EXCERPTED RECORDS ->
• • •

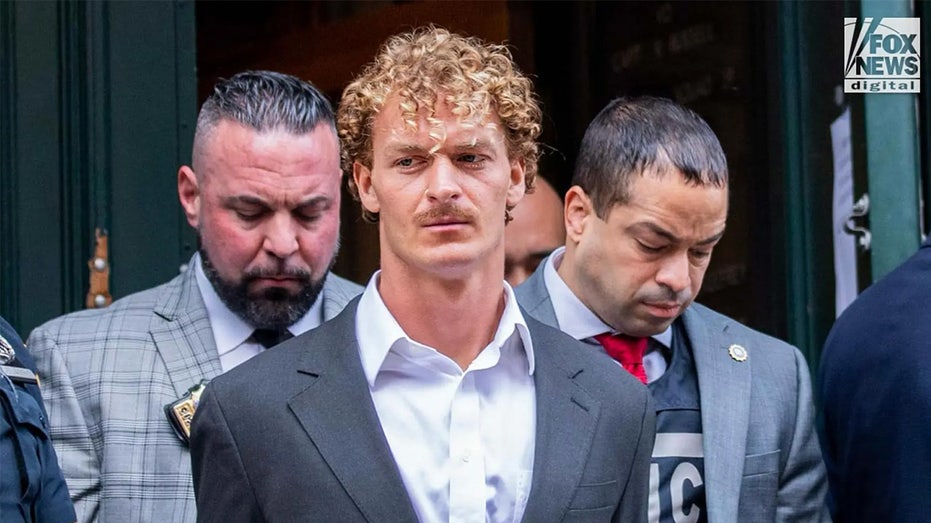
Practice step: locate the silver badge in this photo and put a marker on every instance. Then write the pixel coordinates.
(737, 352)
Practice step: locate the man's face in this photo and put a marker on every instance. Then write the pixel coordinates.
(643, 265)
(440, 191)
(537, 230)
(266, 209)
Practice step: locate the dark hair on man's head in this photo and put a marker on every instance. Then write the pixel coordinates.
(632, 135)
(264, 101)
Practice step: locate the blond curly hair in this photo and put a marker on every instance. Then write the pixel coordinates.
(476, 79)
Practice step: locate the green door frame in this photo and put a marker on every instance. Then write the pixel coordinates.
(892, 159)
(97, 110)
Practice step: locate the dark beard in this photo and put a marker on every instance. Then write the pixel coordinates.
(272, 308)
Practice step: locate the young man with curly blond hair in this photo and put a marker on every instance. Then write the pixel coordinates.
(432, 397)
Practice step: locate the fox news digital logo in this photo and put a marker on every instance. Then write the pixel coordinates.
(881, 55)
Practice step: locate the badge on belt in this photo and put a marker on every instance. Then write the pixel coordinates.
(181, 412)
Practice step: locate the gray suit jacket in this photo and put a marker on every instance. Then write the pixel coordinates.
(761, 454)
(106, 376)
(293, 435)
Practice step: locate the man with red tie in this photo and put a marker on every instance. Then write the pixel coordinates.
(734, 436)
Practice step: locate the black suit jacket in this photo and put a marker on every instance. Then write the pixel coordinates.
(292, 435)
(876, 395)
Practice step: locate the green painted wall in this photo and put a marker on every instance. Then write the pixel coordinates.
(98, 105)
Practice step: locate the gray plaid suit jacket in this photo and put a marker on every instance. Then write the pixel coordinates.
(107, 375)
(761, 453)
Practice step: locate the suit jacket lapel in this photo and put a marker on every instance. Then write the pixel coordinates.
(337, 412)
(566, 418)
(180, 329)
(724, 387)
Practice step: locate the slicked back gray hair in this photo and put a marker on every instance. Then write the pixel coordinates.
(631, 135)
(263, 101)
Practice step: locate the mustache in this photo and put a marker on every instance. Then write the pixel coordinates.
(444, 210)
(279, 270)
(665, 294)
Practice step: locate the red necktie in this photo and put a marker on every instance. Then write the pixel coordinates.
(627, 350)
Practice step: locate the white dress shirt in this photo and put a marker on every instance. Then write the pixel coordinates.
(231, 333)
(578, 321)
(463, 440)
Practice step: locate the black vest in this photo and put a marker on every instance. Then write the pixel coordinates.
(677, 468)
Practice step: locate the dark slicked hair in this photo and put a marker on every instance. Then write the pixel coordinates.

• • •

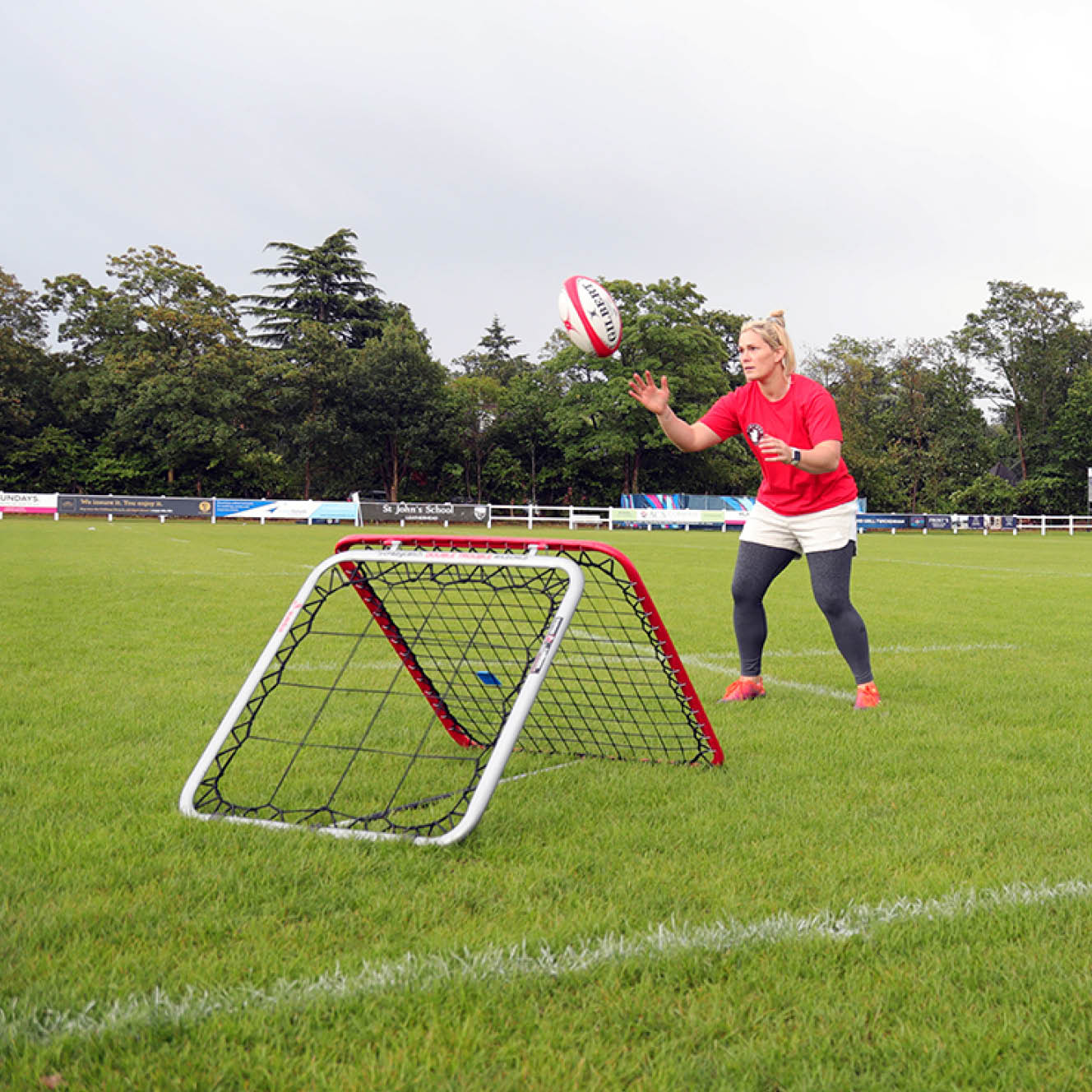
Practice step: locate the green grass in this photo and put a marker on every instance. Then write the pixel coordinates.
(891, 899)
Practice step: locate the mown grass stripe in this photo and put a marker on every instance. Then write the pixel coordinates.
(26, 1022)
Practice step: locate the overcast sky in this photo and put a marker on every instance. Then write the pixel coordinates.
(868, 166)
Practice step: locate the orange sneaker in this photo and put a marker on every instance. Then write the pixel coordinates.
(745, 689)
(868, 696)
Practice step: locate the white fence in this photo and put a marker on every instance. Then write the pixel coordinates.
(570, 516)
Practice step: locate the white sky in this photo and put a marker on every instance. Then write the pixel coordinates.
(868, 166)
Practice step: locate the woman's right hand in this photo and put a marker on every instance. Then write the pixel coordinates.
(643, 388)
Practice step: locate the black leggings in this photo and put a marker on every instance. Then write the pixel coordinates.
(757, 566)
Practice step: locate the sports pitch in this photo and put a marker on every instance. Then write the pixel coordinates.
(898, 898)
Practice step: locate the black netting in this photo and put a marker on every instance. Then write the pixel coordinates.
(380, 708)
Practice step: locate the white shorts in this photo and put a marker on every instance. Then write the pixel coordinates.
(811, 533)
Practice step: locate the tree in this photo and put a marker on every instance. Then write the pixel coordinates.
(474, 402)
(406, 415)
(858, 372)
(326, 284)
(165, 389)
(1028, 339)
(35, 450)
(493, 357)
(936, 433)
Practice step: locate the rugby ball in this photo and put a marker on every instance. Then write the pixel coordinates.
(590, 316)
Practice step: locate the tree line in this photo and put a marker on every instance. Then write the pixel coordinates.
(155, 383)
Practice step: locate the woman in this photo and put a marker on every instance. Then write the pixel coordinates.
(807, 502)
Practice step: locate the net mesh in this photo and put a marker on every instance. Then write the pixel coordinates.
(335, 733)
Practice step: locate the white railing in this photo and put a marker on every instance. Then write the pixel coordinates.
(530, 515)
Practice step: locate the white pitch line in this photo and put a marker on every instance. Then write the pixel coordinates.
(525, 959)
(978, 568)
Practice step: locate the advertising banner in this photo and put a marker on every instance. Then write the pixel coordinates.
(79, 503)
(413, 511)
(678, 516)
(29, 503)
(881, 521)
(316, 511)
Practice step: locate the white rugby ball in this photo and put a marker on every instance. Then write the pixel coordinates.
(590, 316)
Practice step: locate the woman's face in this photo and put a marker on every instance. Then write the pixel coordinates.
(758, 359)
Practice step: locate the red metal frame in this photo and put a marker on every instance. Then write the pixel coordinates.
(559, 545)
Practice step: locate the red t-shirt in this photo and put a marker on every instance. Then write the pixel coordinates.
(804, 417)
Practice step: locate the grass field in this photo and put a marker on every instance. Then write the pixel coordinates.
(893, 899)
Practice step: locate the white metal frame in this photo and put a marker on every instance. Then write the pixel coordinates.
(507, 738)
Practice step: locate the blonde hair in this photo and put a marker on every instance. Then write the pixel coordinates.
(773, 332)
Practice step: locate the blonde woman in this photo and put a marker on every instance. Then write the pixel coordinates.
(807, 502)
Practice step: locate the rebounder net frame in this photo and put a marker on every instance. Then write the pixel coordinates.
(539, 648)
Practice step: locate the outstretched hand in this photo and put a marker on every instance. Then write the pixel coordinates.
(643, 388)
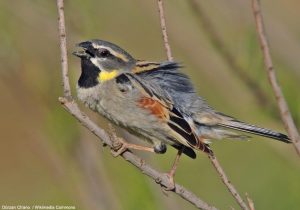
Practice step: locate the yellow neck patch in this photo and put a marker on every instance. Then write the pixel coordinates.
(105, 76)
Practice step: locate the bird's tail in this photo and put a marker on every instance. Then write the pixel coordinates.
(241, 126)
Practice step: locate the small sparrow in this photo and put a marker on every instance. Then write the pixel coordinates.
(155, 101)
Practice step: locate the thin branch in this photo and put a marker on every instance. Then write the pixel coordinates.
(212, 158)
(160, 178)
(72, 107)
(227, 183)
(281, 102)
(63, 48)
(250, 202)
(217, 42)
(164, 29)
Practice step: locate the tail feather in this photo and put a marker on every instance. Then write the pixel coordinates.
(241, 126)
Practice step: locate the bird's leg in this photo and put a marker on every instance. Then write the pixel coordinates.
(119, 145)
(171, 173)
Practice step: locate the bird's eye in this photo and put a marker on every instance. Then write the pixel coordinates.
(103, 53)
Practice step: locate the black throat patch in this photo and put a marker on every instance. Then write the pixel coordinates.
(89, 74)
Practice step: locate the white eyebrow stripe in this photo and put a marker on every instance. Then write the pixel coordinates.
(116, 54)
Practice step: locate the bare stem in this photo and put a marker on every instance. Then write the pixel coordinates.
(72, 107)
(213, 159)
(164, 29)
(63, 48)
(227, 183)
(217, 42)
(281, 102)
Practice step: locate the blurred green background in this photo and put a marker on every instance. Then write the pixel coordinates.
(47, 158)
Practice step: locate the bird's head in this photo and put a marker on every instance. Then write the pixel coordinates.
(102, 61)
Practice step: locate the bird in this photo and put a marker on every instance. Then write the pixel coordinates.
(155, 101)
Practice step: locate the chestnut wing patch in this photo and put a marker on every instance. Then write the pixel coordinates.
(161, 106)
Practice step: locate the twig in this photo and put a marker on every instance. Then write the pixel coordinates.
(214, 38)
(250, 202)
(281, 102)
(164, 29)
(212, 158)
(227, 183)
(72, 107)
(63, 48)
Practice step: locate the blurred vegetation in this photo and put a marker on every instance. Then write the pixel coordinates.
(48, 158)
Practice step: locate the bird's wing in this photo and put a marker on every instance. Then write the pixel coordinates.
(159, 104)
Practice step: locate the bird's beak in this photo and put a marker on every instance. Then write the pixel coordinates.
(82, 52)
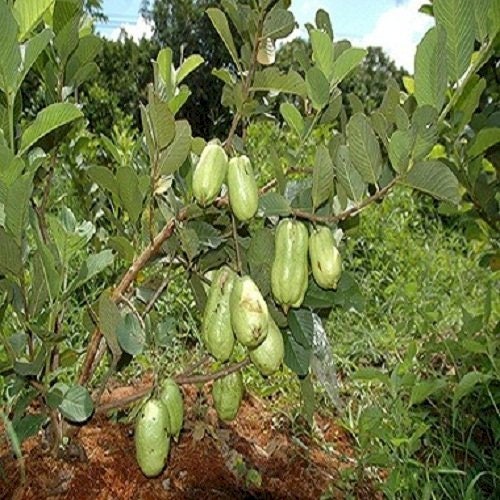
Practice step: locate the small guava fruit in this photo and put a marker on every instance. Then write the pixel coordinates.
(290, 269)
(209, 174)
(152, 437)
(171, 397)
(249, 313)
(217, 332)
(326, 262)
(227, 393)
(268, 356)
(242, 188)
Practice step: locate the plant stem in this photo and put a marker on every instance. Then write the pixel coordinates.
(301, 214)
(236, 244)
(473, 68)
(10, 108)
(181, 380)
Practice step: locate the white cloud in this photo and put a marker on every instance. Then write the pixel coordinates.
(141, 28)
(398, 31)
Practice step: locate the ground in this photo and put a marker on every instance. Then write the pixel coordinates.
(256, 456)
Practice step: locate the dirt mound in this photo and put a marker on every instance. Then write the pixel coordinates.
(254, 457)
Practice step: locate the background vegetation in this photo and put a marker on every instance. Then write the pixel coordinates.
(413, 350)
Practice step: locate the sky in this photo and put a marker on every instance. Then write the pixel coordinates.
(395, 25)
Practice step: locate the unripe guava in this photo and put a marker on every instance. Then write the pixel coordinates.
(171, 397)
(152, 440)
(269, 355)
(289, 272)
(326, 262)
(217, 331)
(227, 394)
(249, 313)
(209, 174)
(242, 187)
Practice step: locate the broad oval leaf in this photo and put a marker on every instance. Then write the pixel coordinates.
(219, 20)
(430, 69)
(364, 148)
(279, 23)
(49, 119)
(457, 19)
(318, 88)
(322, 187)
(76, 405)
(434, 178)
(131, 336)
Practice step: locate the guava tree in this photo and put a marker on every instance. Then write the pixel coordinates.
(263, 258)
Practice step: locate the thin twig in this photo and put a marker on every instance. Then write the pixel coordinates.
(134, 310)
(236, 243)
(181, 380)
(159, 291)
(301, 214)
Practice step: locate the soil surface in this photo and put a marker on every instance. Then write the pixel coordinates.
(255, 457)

• • •

STATED PROBLEM -> Count the lines in the items above that contain the word "tree", and reply with only the number.

EXPECTED ANSWER -> 3